Aim of the task:
From the first line to the last, copy the listing below word for word.

Excerpted records:
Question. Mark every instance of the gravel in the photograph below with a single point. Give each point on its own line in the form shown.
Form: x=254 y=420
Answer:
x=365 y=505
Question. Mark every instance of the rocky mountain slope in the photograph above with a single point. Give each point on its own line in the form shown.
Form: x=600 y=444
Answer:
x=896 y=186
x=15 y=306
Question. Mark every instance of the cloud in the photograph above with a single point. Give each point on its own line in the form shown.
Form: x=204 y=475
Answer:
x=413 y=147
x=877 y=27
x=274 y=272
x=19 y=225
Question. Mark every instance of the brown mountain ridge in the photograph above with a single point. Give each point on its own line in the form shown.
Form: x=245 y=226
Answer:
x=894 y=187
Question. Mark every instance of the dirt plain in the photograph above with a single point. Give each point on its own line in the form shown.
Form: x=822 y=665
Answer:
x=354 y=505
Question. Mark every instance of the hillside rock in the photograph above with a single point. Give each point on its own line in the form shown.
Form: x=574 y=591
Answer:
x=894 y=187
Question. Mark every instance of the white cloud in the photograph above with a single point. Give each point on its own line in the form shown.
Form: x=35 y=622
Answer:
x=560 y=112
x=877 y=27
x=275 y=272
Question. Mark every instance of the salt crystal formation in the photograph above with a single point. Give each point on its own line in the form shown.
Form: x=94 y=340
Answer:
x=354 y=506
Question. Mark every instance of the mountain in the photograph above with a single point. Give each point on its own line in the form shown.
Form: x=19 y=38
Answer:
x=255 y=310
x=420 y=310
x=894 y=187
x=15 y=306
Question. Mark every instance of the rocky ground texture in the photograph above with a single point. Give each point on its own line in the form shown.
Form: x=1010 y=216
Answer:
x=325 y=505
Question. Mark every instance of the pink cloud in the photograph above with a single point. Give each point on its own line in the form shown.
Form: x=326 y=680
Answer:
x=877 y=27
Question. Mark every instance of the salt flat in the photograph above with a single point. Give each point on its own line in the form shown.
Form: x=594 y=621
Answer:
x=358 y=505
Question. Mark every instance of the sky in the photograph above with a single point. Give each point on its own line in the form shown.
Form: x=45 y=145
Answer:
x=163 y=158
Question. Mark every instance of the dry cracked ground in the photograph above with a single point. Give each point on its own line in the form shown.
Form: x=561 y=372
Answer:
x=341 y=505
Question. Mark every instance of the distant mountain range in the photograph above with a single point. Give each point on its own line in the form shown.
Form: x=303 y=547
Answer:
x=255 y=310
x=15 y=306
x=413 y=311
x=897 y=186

Task result:
Question. Mark every instance of the gravel in the photograph below with a single point. Give each point on its own line in the form shown.
Form: x=254 y=420
Answer:
x=365 y=505
Question. Mark every instance of the rocky mountain slope in the photograph above with a single point. Give each point on its own line in the form shown.
Form: x=600 y=444
Answer:
x=896 y=186
x=15 y=306
Question. Mark every instance of the cloud in the photograph above with a single point. Give each point on its own line in the form shown.
Form: x=204 y=475
Answer:
x=413 y=147
x=877 y=27
x=274 y=272
x=19 y=225
Question. Mark every instance of the brown mountain ridge in the photograph above with a single point. Give each point on its own line in the form shown.
Form: x=245 y=226
Answer:
x=894 y=187
Question. Mark every instance of the dirt plain in the photograph above with a single point. Give each point on its own line in the form shown.
Form: x=822 y=665
Answer:
x=354 y=505
Question. Mark every instance of the hillside rock in the photograph above with a single point. Give each point on its own line in the form shown.
Form: x=574 y=591
Answer:
x=894 y=187
Question. Mark every instance of the white cloud in the photograph above with a single point. Give each point on its own line in the form shown.
Form: x=35 y=622
Answer:
x=560 y=112
x=877 y=27
x=275 y=272
Question. Mark every instance of the salt crystal formation in the photograph above with a single point. Give each point on its own line in the form shown.
Form: x=94 y=340
Answer:
x=354 y=506
Question. Mark every instance of the mountain in the photograph above with a single point. Give each point on its own line in the form shown.
Form: x=19 y=38
Answer:
x=255 y=310
x=420 y=310
x=894 y=187
x=15 y=306
Question. Mark every instance of the rocky ground texture in the photograph above with a single point. Give each point on its own line in the form shown.
Form: x=1010 y=216
Answer:
x=325 y=505
Question. Mark every instance of the pink cloud in the photograph above with a single point. Give each point on its own line in the form shown.
Form: x=326 y=680
Answer:
x=877 y=27
Question. Mark every instance of the salt flat in the photograph above with a single point. Give each point on its own line in the form shown.
Form: x=594 y=621
Answer:
x=358 y=505
Question. Mark every instance of the sky in the photograph above with a single point. Give each point on its own line in the form shown.
Form: x=45 y=145
Answer:
x=163 y=158
Question. Mark every instance of the dry cracked ground in the photograph above with a single point. Give each point on its own line in the form shown.
Form: x=561 y=372
Answer:
x=341 y=505
Question. Mark every instance of the distant mountain range in the photograph above with a single point. Give each point on its own line in the form shown.
Form: x=303 y=547
Answer:
x=255 y=310
x=15 y=306
x=413 y=311
x=897 y=186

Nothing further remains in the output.